**REQUIREMENT**
Continue the opinion piece on the toxic drug crisis from the point where it stops.

**PAGE EXCERPT**
Main navigation english

Canadian Public Health Association

Partial truths from politicians won’t fix the toxic drug crisis

News Source

The Hill Times


Ottawa, Ontario



by Ian Culbert and Natalie Brender
The Hill Times, Opinion 
June 19, 2024

Recent efforts by political leaders to reverse progressive policies intended to address the toxic drug crisis are misguided. People who use drugs are not the only ones being harmed by several actions: British Columbia’s request that Ottawa re-criminalize the public use of illicit drugs in that province; Ontario’s refusal to support the City of Toronto’s decriminalization application; and Premier Doug Ford’s promise to review and limit supervised consumption facilities. In fact, political leaders’ misleading justifications for these policy reversals are doing harm to all Canadians’ understanding of the nature of the toxic drug crisis, what’s needed to address it, and our collective stake in this crisis.

Political leaders are not serving Canadians through their frequent use of the claim ‘we tried it and it didn’t work; the crisis got worse.’ Such framing is nearly always misleading because the toxic drug crisis isn’t one problem, but an interwoven tangle of different problems. These include individual-level issues (trauma, mental illness, and mismanaged pain), as well as structural factors (an increasingly toxic drug supply, impacts of the pandemic, ongoing legacies of colonialism), and failures in governmental policy (homelessness, impacts of criminalization, and inadequate measures for prevention, treatment, and harm reduction).

Each of these problems requires specific policy efforts, and the effect of any single response can be assessed only in relation to specific outcomes. Until a comprehensive, evidence-based approach is fully resourced and implemented, we cannot expect to see improvement in the crisis as a whole.

**DATASET CONTENT**
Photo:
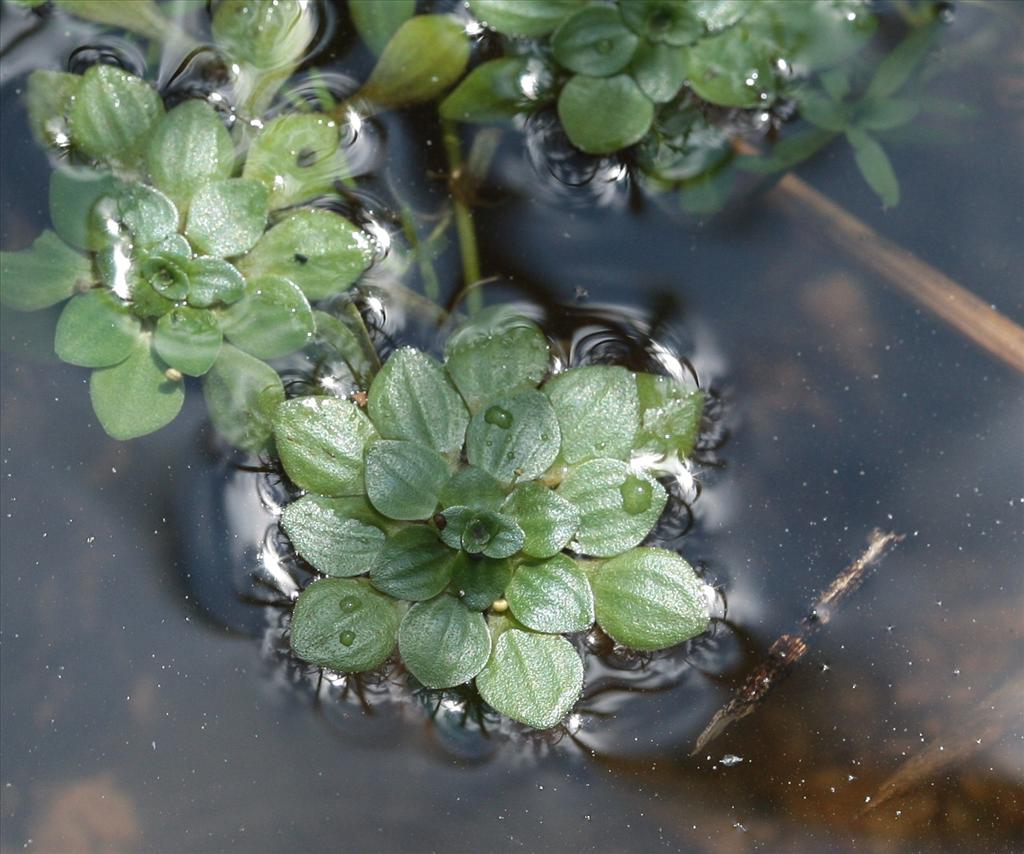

**RESULT OF THIS EXERCISE**
For example, decriminalization is an evidence-based policy measure intended to reduce the stigma, social barriers, and costs associated with criminalizing people who use drugs. The primary direct indicator of its impact would be a changing rate of involvement of people who use drugs with the criminal justice system. Supervised consumption facilities are a policy measure intended to reduce the rate of toxic drug poisoning deaths in the surrounding population, and research confirms their effectiveness.

On their own, however, these measures will not change large-scale trends. Any politician who says they ‘don’t work’ in light of rising toxic drug poisoning deaths in a given jurisdiction is actively ignoring all of the other factors in play, and should be called out for misleading the public.

Recent experience shows that interventions to save the lives and improve the well-being of people who use drugs may—when under-resourced or inadequately managed—be perceived as contributing to negative impacts on neighborhood safety, business activity, or property values. Of course policy interventions can and should be designed and resourced to lessen potential negative side effects. Nonetheless, politicians’ claim that such side effects show the interventions ‘don’t work’ in achieving their purpose is simply deceptive.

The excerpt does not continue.